___ Records provided
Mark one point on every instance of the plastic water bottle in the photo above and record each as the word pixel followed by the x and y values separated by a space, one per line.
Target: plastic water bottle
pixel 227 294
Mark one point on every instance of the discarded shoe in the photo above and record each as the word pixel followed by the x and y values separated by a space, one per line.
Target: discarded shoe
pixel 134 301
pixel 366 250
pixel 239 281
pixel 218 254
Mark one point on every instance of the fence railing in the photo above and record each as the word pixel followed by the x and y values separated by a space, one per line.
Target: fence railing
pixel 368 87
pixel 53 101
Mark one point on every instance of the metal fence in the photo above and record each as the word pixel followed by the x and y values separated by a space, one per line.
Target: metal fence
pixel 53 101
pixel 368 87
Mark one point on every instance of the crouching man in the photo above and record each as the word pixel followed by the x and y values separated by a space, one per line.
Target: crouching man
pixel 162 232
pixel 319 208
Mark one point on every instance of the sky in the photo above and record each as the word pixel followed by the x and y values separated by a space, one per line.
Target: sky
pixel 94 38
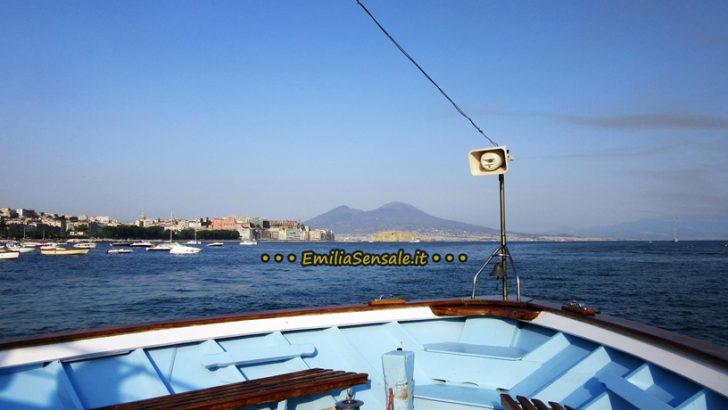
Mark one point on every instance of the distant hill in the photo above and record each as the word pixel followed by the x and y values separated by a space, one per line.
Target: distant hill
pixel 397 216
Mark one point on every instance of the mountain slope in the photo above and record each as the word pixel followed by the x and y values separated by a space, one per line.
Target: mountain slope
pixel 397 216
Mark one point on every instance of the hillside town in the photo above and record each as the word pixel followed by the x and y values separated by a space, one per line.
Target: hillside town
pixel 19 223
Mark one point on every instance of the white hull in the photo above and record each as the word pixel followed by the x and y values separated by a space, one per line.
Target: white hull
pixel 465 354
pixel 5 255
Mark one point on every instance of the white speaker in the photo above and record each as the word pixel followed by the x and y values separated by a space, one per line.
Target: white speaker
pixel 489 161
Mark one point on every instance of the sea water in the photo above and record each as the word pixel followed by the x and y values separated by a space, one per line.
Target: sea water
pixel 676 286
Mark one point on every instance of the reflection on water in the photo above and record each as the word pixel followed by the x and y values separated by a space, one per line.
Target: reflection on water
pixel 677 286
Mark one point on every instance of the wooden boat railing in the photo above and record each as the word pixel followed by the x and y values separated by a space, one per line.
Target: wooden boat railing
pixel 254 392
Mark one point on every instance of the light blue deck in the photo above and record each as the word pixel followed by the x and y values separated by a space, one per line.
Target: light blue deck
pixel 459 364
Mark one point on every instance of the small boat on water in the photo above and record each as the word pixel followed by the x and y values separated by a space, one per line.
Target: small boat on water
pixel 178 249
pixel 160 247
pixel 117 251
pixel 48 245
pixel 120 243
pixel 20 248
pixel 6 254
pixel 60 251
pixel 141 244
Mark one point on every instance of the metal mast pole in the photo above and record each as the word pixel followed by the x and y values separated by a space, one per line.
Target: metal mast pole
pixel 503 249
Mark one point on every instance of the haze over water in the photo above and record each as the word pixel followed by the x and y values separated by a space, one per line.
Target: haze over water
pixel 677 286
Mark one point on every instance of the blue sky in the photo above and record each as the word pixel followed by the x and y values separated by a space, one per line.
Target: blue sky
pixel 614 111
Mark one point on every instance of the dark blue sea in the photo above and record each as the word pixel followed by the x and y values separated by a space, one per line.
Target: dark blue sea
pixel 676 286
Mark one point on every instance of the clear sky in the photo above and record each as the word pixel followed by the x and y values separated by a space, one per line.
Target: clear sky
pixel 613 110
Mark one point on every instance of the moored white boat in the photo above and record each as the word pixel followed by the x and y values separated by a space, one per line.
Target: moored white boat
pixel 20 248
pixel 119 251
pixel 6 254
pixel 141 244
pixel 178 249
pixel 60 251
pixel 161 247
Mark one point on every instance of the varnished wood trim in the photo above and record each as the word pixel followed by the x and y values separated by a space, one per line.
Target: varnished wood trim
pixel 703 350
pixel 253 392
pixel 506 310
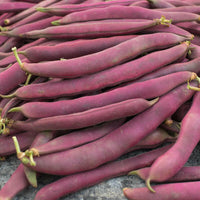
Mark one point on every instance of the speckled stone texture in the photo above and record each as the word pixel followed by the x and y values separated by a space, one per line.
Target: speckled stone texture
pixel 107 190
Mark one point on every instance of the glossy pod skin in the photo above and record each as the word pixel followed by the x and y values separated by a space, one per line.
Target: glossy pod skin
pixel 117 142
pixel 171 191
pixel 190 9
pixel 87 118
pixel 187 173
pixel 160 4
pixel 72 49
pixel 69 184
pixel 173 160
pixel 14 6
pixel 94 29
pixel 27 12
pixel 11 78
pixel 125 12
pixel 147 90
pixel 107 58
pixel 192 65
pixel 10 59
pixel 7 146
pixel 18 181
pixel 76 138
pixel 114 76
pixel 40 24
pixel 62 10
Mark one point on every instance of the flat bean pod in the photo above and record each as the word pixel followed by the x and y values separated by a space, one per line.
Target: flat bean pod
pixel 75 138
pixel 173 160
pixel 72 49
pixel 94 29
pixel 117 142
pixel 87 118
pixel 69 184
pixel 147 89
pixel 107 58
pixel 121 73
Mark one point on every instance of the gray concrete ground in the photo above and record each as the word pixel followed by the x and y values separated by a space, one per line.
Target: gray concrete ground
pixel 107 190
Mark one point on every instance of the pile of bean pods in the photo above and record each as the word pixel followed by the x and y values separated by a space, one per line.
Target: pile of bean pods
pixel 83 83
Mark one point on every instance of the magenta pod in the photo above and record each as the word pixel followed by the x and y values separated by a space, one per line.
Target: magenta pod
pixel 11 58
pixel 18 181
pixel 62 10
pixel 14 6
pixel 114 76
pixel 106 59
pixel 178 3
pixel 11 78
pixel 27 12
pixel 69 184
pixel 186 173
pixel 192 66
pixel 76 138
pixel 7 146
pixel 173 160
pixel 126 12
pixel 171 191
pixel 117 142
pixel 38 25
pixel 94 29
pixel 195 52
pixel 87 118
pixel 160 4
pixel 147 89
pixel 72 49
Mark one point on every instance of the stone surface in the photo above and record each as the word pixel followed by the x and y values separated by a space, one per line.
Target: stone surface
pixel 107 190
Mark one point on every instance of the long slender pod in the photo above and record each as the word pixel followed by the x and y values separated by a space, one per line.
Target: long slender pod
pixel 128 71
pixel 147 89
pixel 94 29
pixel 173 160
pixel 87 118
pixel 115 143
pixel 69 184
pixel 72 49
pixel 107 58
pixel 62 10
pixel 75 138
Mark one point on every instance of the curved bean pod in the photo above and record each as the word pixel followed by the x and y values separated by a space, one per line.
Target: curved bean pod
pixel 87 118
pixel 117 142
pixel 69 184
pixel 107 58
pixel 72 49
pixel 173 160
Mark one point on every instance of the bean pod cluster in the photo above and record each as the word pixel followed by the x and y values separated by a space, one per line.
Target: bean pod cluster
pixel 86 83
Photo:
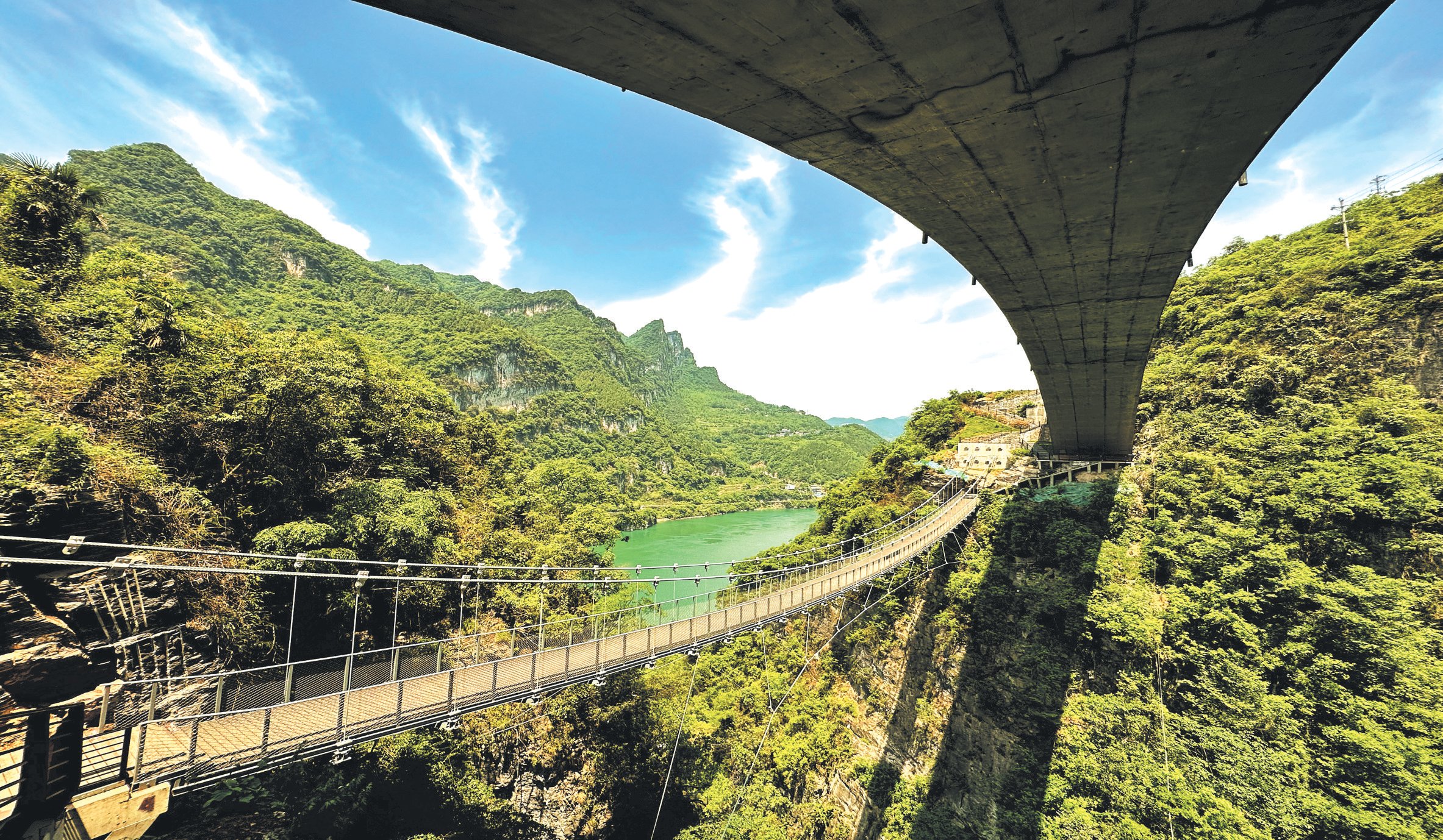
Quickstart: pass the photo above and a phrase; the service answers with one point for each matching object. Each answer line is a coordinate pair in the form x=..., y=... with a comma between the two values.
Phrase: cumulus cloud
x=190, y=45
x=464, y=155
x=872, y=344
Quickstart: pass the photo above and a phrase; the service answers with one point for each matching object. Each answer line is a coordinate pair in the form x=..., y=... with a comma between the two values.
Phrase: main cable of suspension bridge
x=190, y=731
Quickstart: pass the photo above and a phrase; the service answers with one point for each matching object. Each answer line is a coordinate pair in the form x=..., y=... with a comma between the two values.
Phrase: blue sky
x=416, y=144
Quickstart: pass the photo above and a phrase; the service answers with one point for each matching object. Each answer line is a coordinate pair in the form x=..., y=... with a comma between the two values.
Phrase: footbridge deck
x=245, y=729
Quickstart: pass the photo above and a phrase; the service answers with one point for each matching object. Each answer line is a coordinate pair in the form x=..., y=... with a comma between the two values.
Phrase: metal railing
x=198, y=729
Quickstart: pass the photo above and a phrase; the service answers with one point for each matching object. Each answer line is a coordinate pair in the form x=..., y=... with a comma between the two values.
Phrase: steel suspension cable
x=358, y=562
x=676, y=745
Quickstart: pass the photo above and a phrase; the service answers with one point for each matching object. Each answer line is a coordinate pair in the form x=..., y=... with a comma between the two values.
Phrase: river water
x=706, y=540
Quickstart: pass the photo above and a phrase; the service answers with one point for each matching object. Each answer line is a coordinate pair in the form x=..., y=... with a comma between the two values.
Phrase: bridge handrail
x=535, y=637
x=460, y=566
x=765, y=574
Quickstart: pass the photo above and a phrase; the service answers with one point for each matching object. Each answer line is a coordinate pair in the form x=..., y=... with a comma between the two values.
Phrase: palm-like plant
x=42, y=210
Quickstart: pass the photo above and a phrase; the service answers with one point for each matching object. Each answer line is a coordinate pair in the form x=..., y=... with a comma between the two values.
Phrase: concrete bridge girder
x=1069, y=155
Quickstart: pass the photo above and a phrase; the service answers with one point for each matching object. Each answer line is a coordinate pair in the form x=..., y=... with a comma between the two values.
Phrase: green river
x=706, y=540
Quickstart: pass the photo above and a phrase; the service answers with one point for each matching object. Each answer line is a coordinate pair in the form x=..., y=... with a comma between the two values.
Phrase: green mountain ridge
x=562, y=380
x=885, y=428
______
Job —
Return each line of the records above that contains the string "railing", copied in full. Case counts.

Full output —
Mark one point on every instance of the fence railing in the photo above and record each as the word pixel followed by the x and y values separated by a space, one per line.
Target: fence railing
Mark one point on every instance of the wooden boat railing in the photo above and record each as the word pixel followed by the x and y values separated by a space, one per line.
Target: wooden boat railing
Phrase: metal railing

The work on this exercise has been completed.